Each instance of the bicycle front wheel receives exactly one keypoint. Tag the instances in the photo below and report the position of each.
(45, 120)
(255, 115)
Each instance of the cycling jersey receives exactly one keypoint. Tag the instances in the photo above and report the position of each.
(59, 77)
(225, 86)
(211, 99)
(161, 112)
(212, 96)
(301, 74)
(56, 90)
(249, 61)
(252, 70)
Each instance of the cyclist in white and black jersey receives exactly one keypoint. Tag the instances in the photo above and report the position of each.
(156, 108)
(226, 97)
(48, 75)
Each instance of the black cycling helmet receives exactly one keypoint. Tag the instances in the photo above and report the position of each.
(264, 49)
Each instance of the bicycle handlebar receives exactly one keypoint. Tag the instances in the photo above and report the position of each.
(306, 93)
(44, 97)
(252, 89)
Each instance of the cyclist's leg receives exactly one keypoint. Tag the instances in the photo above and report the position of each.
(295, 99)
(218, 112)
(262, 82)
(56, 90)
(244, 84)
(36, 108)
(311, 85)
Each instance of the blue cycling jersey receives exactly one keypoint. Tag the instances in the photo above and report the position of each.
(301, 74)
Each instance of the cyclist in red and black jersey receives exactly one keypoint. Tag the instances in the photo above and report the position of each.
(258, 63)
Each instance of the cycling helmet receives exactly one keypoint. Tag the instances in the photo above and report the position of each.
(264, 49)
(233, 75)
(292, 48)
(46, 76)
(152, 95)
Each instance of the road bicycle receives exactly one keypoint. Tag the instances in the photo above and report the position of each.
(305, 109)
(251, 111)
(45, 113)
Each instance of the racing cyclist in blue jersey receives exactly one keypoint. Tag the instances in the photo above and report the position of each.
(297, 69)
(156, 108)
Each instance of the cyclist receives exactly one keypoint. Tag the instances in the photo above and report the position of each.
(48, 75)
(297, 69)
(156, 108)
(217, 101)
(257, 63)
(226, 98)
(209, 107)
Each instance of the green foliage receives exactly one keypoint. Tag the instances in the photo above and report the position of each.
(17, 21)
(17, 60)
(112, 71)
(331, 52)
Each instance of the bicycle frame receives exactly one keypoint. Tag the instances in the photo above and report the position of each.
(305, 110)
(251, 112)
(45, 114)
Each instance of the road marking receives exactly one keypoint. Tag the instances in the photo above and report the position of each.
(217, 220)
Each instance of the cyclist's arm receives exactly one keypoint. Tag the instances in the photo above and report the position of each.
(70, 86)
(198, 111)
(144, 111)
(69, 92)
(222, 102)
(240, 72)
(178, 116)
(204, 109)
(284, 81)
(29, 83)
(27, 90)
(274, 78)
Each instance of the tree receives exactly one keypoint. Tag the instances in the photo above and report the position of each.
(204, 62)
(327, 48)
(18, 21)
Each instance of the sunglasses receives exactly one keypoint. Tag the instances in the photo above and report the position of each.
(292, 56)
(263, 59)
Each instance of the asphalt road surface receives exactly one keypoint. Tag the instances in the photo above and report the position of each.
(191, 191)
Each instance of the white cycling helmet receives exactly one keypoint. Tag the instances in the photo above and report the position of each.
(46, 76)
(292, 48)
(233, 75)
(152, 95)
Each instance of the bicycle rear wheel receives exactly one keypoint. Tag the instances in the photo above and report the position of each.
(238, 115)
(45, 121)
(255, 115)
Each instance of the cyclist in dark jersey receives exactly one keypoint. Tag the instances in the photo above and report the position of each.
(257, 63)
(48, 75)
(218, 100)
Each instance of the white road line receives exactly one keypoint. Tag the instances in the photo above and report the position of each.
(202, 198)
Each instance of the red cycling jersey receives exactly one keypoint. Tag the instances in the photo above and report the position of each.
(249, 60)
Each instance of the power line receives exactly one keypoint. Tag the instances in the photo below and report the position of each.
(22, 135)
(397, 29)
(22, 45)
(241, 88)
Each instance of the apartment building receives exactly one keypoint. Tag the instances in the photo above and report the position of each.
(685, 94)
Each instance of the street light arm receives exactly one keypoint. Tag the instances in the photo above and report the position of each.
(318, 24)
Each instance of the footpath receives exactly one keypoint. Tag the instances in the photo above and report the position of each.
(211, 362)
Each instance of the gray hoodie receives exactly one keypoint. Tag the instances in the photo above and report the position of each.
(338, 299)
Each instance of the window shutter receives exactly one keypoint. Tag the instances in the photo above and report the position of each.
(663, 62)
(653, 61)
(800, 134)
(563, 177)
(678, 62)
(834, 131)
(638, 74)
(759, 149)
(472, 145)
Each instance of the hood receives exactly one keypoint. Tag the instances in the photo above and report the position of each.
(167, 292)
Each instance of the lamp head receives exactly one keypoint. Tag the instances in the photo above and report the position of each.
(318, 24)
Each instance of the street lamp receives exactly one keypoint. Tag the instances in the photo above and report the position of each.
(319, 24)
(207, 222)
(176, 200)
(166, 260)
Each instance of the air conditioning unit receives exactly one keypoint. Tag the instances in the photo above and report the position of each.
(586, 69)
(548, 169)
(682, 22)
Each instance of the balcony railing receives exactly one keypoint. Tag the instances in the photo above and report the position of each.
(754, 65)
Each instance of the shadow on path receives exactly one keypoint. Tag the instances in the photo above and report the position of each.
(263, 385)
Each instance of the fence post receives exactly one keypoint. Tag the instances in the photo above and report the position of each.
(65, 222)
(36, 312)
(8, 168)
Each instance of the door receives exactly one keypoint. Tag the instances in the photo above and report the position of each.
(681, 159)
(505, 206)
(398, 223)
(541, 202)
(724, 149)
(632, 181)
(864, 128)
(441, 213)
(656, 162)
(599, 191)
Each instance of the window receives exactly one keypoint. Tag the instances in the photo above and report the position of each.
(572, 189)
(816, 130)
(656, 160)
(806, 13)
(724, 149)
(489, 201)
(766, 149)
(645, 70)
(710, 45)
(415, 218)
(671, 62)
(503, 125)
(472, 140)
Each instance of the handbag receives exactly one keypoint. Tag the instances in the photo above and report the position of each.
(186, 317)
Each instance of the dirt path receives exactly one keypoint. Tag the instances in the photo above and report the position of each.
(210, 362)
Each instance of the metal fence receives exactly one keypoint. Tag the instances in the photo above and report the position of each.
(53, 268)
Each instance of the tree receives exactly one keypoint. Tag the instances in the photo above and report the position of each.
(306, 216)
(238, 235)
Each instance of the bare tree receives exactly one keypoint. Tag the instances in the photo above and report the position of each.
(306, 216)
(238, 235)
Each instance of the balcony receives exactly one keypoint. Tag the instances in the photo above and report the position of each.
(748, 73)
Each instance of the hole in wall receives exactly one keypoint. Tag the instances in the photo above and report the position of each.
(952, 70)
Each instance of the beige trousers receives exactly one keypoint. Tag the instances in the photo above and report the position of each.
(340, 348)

____________________

__DIRECTIONS FOR THIS TASK__: Return all of the entries exactly as they were supplied.

__RESULT__:
Each instance of the bicycle front wheel receives exactly one keypoint. Tag the instances in the photo below and report the position of each.
(45, 120)
(255, 115)
Each instance of the cycling jersey receives exactly one keypoint. Tag the instances in the photo above and report the position of each.
(59, 77)
(225, 86)
(211, 99)
(161, 112)
(212, 96)
(301, 74)
(56, 90)
(249, 61)
(252, 70)
Each instance of the cyclist in white and black jersey receives exactly one keypoint. Tag the instances in the photo above and report the position of each.
(156, 108)
(226, 97)
(48, 75)
Each instance of the black cycling helmet receives exactly one keypoint. Tag the instances in the photo above and report the position of each.
(264, 49)
Each instance of the bicycle handlebar receives exactly one keypoint. Tag the instances in the photo above and report the position of each.
(306, 93)
(44, 97)
(252, 89)
Each instance of the cyclist's leg receives exactly one keypoint. Tag the instances in the photo above and report the position of each.
(295, 99)
(218, 112)
(262, 82)
(56, 90)
(244, 84)
(36, 108)
(311, 85)
Each instance of the blue cycling jersey receives exactly one keypoint. Tag the instances in the photo above and report the position of each.
(301, 74)
Each instance of the cyclist in red and black jersey receives exactly one keypoint. Tag the instances in the photo above and report the position of each.
(258, 63)
Each instance of the cycling helmet receives exactly one keypoint. Tag the instances in the photo above and report the position of each.
(264, 49)
(233, 75)
(292, 48)
(46, 76)
(152, 95)
Each instance of the road bicycle receives exactly one keypoint. Tag the instances in the photo above and report the position of each.
(305, 109)
(251, 111)
(45, 113)
Each instance of the racing cyclist in blue jersey receives exactly one keypoint. Tag the instances in the photo above and report the position of each.
(297, 69)
(156, 108)
Each instance of the cyclist receives exactly one keypoint. Tag the instances in the photo above and report the position of each.
(48, 75)
(297, 69)
(156, 108)
(217, 101)
(257, 63)
(226, 98)
(209, 107)
Each instance of the green foliage receives exactly one keypoint. Tag the instances in the photo above and report the position of each.
(17, 21)
(17, 60)
(112, 71)
(331, 52)
Each instance of the bicycle frame receives exactly one keypoint. Tag the instances in the photo above and report the position of each.
(305, 110)
(251, 112)
(45, 114)
Each instance of the road marking receives exactly one keypoint. Tag the instances in the photo above and report the position of each.
(217, 220)
Each instance of the cyclist's arm receives exactly one keypoint. Tag the instances in the photo above and report the position of each.
(70, 86)
(198, 111)
(144, 111)
(69, 92)
(222, 102)
(240, 72)
(178, 116)
(204, 109)
(284, 81)
(29, 83)
(27, 90)
(274, 78)
Each instance of the tree receives exactly one keypoint. Tag the instances in the photo above and report the position of each.
(204, 62)
(327, 48)
(18, 21)
Each instance of the sunglasses receives exactly one keypoint. Tag the instances in the photo above and report the position of each.
(292, 56)
(263, 59)
Each instance of the asphalt road surface receives exactly one keypoint. Tag the instances in the photo above and report the position of each.
(191, 191)
Each instance of the white cycling helmet receives exactly one keypoint. Tag the instances in the photo above and report the position of each.
(46, 76)
(292, 48)
(233, 75)
(152, 95)
Each instance of the bicycle rear wheel receives exactly one keypoint. Tag the instances in the photo above and report the position of each.
(238, 115)
(45, 121)
(255, 115)
Each instance of the cyclist in dark jersey receives exactly one keypoint. Tag the instances in the photo above and report the position of each.
(257, 63)
(48, 75)
(218, 100)
Each instance of the white road line receives exactly one keypoint. Tag the instances in the photo above and report the position of each.
(202, 198)
Each instance of the red cycling jersey receives exactly one keypoint. Tag the instances in the photo above and report the position of each.
(249, 60)
Each instance of the power line receives exactly one keypoint. Tag the instances in the photo below and report the position of each.
(22, 135)
(397, 29)
(22, 45)
(241, 88)
Each instance of the apartment building receives exactly one keypoint. Tag the instances in the photo above and report the position of each.
(685, 94)
Each instance of the street light arm receives exactly one keypoint. Tag the instances in the photo above and report the position of each.
(318, 24)
Each instance of the footpath receives exactly one keypoint. Tag the instances in the photo above and report the position of each.
(211, 362)
Each instance of the gray hoodie receives exactly one keypoint. Tag the instances in the photo above and report the position of each.
(338, 299)
Each instance of the window shutter receives exactly one keypoint. Tag the instances in the photo above and report the position of each.
(663, 62)
(653, 61)
(800, 134)
(563, 177)
(678, 62)
(834, 131)
(638, 74)
(759, 149)
(472, 145)
Each instance of the hood receives exactly one keypoint. Tag the instances in the photo above and report the position of each.
(167, 292)
Each instance of the lamp head receives exactly one keypoint. Tag the instances in the photo above and report the position of each.
(318, 24)
Each instance of the street lamp receives exactly one keypoint. Tag the instances in the photo above and report the position of each.
(319, 24)
(207, 222)
(176, 200)
(166, 260)
Each instance of the air conditioning unit receives exactly one keypoint. Tag the instances in the photo above and report the position of each.
(586, 69)
(548, 169)
(682, 22)
Each instance of the balcony railing receives exactly one keypoint. Tag the instances in the photo above and report the position of each.
(754, 65)
Each instance of the shadow on path receives exactly one keypoint. Tag the instances in the photo above and report the position of each.
(263, 385)
Each instance of the fence post receives exactly one keypoint. Tag the instances in the photo above and report the position of each.
(65, 222)
(36, 312)
(8, 168)
Each instance of the door receives exactly one keypoint. Tag the instances in the photo above and report the position of each.
(681, 159)
(505, 206)
(398, 223)
(541, 202)
(724, 149)
(632, 181)
(864, 128)
(441, 213)
(656, 162)
(599, 191)
Each instance of the window receives exactly one keypoint. Tag the instances in the photo above and report the position of each.
(572, 189)
(816, 130)
(656, 160)
(806, 13)
(724, 149)
(489, 201)
(766, 149)
(645, 70)
(710, 45)
(415, 218)
(671, 62)
(503, 125)
(472, 140)
Each instance of the handbag receives exactly one keypoint. Tag the instances in the photo above and report the position of each.
(186, 317)
Each instance of the dirt path receives exactly one keypoint. Tag the instances in the photo above and report the position of each.
(210, 362)
Each instance of the metal fence receives exactly one keypoint. Tag the instances in the photo above and report the position of each.
(53, 268)
Each instance of the tree receives exactly one keypoint. Tag the instances in the photo above and report the position of each.
(306, 216)
(238, 235)
Each instance of the bare tree receives exactly one keypoint. Tag the instances in the photo above and report the position of each.
(306, 216)
(238, 235)
Each instance of the balcony receives exactly one keypoint. Tag the instances in the photo above and report the position of each.
(748, 73)
Each instance of the hole in wall receives exactly one keypoint. Tag the instances in the photo above and report the position of each.
(952, 70)
Each instance of the beige trousers receives exactly one keypoint. Tag the instances in the photo above and report the position of each.
(340, 348)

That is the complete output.